- _Directions for this task_: Look through the data and write out every line with the word "green" in it.
##############################
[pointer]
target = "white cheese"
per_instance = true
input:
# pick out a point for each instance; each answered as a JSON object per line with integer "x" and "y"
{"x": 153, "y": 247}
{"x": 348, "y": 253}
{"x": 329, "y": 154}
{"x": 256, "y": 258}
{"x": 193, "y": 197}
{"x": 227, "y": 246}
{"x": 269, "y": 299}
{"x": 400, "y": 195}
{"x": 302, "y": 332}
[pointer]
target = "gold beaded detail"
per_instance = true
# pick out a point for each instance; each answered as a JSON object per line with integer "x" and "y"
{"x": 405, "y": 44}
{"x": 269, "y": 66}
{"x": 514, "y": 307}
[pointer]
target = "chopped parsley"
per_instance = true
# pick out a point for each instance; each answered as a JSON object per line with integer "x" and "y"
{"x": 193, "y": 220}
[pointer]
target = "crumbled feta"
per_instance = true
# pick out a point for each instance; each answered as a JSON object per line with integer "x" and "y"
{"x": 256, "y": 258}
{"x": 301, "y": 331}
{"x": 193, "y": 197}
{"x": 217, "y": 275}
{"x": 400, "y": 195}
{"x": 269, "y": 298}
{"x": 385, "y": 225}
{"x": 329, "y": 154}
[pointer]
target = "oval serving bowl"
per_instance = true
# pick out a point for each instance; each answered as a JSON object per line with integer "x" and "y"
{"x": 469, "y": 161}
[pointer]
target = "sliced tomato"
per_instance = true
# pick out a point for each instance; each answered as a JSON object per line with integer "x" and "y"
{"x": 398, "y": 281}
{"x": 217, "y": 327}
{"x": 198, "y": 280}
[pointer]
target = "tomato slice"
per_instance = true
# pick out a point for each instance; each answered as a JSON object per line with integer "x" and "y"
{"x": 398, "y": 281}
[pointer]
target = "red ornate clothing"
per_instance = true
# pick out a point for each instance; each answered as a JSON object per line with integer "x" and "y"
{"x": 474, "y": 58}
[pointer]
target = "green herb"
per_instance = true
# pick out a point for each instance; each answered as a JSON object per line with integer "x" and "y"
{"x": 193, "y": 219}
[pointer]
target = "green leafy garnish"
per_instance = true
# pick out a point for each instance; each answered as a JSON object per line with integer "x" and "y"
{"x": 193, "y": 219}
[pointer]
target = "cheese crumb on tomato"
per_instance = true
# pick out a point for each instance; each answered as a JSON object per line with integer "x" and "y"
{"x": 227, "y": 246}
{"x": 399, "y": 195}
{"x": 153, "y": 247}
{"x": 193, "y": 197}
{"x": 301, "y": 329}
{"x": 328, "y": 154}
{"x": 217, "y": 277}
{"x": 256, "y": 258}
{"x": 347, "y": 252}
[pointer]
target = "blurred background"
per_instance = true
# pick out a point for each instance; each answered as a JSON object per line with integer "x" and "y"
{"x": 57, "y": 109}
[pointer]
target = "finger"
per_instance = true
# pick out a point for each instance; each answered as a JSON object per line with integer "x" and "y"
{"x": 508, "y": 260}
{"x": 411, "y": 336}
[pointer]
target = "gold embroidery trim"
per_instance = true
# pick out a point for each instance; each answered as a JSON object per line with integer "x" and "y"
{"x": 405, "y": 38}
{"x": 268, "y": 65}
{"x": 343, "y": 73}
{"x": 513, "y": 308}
##############################
- _The completed task_:
target = "green herb"
target = "green leafy garnish"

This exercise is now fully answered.